TEXTE À LIRE
--

Faire connaître le transport solidaire aux habitants
Le principal écueil rencontré a été de faire connaître le transport solidaire et de casser les aprioris qu’il pouvait soulever auprès des habitants. Pour nombre d’entre eux, il était au départ considéré comme un service à destination des personnes en difficulté et beaucoup ne souhaitaient donc pas l’utiliser pour ne pas être stigmatisés. Malgré une campagne de communication énergique, via la presse et des flyers, les résultats se sont donc fait attendre. C’est la sollicitation du curé local, autorité morale en Alsace qui a permis de briser la glace entre l’association et les habitants. Une annonce publiée dans le bulletin paroissial a permis de susciter la confiance. Petit à petit, les demandes ont ainsi commencé à affluer, le bouche à oreille se chargeant de faire le reste.
Une initiative reconductible
Fort de ce succès, le Transport Solidaire s’est étendu. Au-delà des trois communes originelles de 2013, ce sont deux autres villes, Heiwiller en 2015 et Schwoben en 2016, qui se s’y sont joint. Pour que le système continue de fonctionner efficacement, sans épuisement des chauffeurs, chaque nouvelle commune se doit d’en apporter un minimum de cinq. Cependant, les co-présidents de l’association estiment que leur structure ne peut s’étendre à plus de six localités, sous peine de prendre un poids administratif et organisationnel trop important. La dimension sociale, au cœur de l’initiative, en pâtirait d’autant. En effet, selon eux, deux éléments sont essentiels au bon fonctionnement du Transport Solidaire : il doit être investi par des volontaires et se déployer dans un espace restreint. Sa propagation ne peut donc passer que par sa multiplication sur plusieurs territoires.

--

TRAVAIL À FAIRE
**A)** Relevez toutes les années citées dans le texte sur le transport solidaire, avec ce qui s'est passé chaque année.
**B)** D'après le texte sur le transport solidaire, combien de chauffeurs chaque nouvelle commune doit-elle fournir au minimum ?

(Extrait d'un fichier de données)
--

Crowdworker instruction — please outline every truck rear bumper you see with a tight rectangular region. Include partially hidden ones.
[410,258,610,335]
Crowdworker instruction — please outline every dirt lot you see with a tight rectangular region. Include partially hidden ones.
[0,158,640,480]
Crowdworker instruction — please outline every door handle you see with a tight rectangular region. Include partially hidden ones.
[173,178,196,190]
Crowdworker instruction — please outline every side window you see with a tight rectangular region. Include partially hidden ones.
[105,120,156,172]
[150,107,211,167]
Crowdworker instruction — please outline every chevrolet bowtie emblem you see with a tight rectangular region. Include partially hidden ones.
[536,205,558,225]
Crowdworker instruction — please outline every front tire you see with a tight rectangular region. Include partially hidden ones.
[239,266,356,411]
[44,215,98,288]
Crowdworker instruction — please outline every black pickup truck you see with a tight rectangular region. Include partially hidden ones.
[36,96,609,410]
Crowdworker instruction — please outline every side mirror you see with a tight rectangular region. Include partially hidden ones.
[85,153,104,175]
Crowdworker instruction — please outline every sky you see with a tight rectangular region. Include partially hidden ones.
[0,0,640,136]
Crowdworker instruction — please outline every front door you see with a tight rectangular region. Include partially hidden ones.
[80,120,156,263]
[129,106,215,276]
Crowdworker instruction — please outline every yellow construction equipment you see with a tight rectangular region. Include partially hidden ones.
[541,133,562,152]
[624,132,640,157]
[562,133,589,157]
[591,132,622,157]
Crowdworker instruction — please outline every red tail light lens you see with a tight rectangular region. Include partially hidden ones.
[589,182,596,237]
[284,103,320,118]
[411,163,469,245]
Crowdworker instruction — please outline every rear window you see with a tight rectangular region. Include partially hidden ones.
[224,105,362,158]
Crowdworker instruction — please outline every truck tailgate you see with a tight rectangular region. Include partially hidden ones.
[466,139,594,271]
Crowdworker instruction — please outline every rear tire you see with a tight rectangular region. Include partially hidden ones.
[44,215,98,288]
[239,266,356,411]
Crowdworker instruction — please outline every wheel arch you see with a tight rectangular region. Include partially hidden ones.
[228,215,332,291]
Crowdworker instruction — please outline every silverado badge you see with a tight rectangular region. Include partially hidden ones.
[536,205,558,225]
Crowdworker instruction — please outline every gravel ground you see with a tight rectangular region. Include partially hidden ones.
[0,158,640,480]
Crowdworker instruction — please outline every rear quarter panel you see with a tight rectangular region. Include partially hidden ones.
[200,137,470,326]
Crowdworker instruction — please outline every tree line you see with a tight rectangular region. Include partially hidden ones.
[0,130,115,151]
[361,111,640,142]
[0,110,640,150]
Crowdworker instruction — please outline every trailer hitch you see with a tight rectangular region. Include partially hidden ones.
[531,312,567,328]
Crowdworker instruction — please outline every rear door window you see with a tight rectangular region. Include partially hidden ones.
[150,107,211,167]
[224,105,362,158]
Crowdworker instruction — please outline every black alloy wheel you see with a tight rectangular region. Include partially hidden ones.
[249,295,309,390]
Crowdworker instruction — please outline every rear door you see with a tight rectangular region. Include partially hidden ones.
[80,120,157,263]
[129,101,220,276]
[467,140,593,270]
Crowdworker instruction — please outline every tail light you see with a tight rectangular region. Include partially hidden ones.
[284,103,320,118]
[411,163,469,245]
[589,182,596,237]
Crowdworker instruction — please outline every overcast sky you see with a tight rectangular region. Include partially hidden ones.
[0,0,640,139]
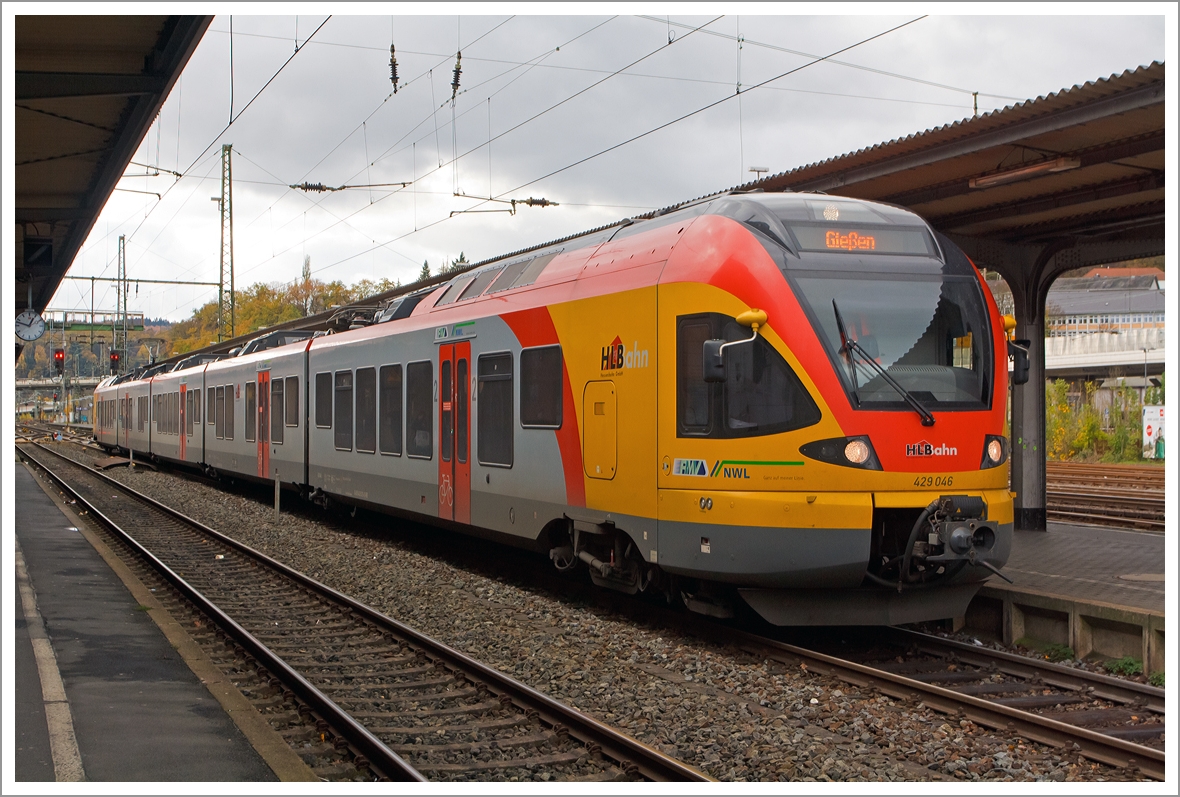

--

VOICI LES RÉPONSES
**A)**
- 2013 : le Transport Solidaire démarre dans les trois communes d'origine.
- 2015 : Heiwiller se joint au Transport Solidaire.
- 2016 : Schwoben se joint au Transport Solidaire.

**B)** Au minimum cinq chauffeurs.